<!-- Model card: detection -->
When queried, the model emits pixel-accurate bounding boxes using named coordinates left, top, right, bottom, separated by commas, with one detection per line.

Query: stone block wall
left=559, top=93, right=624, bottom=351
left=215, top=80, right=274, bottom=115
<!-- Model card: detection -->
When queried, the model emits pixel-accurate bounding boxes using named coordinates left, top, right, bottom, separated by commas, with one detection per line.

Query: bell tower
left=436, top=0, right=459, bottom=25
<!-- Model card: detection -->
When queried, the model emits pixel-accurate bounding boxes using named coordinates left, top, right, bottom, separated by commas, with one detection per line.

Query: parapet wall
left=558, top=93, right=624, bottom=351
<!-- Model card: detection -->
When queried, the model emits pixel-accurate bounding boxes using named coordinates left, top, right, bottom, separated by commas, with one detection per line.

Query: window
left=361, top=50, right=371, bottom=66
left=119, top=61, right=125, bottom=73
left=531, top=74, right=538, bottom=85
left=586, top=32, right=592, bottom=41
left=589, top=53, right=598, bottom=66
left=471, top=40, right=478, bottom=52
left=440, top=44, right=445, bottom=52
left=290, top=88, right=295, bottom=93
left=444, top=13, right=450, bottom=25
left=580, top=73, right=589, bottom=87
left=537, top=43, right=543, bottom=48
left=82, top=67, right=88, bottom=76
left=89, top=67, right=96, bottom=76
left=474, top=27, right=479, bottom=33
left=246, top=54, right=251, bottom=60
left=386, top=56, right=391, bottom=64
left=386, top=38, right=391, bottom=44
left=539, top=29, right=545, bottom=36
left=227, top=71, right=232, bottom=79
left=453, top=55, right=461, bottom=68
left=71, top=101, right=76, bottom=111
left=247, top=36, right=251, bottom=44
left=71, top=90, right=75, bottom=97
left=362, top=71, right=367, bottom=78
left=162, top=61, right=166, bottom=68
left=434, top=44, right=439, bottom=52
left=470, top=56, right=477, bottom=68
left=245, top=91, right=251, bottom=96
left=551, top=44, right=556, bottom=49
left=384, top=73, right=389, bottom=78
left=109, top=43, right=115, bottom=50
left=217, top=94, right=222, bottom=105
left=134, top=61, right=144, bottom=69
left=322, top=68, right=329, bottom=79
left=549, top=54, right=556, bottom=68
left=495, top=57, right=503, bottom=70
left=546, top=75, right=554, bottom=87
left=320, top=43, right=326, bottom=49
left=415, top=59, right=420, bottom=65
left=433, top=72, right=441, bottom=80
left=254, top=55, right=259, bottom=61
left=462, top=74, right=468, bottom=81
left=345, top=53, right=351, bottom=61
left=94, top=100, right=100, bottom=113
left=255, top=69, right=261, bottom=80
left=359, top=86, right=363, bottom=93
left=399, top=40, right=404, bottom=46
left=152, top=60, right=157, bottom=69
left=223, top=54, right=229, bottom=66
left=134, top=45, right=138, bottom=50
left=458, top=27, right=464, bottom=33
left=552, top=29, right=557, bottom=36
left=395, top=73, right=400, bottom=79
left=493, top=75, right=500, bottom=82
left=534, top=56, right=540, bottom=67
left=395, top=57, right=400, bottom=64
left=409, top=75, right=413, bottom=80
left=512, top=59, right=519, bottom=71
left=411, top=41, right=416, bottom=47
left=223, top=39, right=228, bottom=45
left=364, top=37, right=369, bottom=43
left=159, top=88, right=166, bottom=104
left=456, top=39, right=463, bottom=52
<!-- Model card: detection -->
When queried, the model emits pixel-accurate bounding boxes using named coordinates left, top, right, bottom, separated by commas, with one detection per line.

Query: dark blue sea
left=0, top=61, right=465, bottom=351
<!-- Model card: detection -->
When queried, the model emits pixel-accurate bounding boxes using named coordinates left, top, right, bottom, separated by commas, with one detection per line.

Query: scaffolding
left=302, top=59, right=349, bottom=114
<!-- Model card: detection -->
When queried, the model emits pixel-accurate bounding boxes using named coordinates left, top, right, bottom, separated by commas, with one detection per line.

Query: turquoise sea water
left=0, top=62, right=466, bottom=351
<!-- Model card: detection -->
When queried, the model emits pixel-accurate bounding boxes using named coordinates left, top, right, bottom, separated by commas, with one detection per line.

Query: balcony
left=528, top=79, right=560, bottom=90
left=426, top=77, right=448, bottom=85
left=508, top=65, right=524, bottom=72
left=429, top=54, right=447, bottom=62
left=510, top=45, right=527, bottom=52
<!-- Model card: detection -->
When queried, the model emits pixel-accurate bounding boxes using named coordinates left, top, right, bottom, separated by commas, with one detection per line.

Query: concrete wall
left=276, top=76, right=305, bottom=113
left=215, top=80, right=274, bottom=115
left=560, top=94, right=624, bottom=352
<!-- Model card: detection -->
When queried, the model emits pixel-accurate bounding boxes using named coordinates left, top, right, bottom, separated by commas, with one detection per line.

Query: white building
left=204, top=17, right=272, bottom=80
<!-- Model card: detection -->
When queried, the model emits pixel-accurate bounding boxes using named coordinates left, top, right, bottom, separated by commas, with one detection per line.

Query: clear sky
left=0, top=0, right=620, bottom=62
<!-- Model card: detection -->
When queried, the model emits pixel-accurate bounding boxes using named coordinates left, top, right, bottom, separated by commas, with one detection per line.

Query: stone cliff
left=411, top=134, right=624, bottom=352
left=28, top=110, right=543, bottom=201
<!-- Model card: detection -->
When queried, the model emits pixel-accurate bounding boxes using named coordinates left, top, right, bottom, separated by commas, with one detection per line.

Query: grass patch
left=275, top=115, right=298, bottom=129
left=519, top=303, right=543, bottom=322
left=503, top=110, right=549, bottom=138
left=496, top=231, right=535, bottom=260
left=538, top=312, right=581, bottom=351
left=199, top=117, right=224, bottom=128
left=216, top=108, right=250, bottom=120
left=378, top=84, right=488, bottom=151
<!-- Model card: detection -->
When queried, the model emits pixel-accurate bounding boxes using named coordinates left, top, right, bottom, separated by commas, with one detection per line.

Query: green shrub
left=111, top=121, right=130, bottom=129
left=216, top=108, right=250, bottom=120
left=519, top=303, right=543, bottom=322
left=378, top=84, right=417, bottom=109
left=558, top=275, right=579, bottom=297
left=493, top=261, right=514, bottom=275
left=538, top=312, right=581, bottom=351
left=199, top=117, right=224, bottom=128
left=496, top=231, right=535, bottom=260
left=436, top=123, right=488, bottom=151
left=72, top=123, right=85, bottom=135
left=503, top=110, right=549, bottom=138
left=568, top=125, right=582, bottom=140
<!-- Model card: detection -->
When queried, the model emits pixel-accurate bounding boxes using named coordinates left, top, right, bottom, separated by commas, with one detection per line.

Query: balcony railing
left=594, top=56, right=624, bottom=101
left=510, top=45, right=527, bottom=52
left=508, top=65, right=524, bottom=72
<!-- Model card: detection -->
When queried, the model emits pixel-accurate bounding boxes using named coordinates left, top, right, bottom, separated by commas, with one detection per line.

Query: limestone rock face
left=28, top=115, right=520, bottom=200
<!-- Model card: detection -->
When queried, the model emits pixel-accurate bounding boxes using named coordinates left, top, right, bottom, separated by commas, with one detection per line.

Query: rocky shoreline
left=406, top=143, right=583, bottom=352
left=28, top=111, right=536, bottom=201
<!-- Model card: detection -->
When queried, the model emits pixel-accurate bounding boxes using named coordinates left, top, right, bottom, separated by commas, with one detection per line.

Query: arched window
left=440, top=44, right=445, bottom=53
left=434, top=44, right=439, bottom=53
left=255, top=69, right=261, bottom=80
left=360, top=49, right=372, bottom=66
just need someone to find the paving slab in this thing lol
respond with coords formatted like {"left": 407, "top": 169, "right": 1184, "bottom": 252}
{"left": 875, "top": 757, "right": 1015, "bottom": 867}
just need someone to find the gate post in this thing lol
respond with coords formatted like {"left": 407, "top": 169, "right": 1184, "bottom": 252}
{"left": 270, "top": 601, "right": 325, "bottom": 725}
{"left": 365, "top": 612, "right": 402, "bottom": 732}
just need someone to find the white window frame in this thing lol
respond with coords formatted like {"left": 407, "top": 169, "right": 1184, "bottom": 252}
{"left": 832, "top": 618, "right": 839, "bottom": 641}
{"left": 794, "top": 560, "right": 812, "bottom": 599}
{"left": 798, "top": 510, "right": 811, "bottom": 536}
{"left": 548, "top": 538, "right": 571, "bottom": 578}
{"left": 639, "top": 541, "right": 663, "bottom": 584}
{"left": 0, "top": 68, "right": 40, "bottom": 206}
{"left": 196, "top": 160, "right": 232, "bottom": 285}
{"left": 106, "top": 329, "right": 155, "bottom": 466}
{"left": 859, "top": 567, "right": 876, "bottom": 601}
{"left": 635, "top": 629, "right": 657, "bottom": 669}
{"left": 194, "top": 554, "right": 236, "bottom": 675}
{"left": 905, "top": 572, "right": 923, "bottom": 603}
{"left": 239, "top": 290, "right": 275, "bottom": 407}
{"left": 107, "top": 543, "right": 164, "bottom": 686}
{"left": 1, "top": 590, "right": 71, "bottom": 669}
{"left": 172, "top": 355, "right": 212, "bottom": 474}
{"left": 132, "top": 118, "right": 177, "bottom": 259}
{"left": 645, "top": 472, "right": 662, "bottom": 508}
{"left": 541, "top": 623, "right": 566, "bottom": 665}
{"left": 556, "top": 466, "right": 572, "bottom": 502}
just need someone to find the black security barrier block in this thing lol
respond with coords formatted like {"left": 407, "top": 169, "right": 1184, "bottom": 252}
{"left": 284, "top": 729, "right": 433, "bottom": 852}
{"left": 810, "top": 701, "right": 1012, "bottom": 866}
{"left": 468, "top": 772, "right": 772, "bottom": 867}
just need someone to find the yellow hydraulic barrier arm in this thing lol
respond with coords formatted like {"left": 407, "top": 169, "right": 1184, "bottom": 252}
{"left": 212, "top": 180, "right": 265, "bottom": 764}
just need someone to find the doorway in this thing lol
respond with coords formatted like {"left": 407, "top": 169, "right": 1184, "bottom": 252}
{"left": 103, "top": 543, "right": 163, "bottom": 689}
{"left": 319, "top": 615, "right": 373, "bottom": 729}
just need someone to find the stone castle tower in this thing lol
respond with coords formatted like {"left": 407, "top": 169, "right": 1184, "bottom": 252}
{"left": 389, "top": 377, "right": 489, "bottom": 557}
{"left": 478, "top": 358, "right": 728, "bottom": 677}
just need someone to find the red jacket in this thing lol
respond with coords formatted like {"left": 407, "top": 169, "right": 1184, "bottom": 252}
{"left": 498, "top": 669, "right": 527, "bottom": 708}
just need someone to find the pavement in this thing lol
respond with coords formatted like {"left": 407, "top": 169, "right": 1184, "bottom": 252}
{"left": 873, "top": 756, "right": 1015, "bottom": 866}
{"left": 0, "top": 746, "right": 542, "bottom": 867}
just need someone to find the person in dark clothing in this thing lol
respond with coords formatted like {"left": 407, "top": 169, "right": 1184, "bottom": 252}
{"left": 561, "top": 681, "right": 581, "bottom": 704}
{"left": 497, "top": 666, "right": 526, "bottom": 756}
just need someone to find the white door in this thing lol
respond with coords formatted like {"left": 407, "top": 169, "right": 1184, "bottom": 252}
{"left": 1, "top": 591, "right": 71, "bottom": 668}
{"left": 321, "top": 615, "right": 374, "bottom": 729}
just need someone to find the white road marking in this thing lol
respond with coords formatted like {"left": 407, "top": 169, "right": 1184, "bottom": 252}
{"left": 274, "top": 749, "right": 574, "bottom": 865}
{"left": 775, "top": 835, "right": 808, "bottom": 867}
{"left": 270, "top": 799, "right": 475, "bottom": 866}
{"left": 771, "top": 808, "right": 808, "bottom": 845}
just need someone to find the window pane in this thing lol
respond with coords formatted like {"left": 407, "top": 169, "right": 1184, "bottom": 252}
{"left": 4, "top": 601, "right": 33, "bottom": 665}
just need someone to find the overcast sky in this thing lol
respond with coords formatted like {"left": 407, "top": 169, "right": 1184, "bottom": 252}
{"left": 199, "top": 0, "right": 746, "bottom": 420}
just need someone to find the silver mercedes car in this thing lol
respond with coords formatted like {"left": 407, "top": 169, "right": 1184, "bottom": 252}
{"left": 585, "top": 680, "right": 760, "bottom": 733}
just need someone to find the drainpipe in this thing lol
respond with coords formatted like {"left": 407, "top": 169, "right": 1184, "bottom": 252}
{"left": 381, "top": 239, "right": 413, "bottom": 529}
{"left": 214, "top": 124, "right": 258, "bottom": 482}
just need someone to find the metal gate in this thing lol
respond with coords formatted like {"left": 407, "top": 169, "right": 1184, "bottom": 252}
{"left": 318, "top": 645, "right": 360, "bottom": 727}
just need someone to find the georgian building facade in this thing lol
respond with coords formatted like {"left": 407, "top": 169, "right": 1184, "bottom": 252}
━━━━━━━━━━━━━━━━
## REQUIRED WORK
For every line above that holds the string "gate", add one to a count; give that count alone.

## RESULT OF THIS EXERCISE
2